==== RECORDS FOR THE EXERCISE

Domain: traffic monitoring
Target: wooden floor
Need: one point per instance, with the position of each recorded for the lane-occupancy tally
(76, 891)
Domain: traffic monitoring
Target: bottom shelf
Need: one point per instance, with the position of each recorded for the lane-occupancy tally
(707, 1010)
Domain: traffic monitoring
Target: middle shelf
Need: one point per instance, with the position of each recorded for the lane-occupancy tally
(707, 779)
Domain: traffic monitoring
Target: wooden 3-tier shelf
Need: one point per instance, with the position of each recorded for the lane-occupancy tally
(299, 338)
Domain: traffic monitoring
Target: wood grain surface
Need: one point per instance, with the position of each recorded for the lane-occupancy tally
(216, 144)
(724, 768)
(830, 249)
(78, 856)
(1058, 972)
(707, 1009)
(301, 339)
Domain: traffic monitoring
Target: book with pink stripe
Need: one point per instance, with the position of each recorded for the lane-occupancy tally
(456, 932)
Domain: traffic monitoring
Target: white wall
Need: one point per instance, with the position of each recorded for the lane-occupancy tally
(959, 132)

========

- [TASK TO CARRY OUT]:
Return all of the records above word for word, with no changes of any kind.

- [RESULT]:
Domain: traffic monitoring
Target: wooden floor
Need: one point per instance, with the position of each recorded for the lane-occupancy tally
(76, 891)
Domain: traffic monitoring
Target: bottom shelf
Need: one point per instance, with the position of each recorded for the lane-occupancy tally
(707, 1010)
Domain: traffic monitoring
Target: middle shelf
Need: one point per instance, with the position of each recorded for the lane-occupancy tally
(707, 779)
Domain: traffic monitoring
Target: wooden 3-tier shelf
Need: one point per instance, with the position of each recorded for the lane-occupancy tally
(299, 338)
Domain: traffic monitoring
Target: wood grain surface
Need: one point per instance, with the position of each recorded for the lane-occupancy tally
(216, 144)
(724, 768)
(830, 249)
(78, 856)
(1058, 972)
(707, 1009)
(301, 339)
Domain: traffic monitoring
Target: book with pink stripe
Need: one point per instance, with the position of each recorded for the lane-occupancy tally
(456, 932)
Domain: traffic monitoring
Target: white wall
Need: one point per instance, with the position of each recorded for the lane-occupancy tally
(959, 132)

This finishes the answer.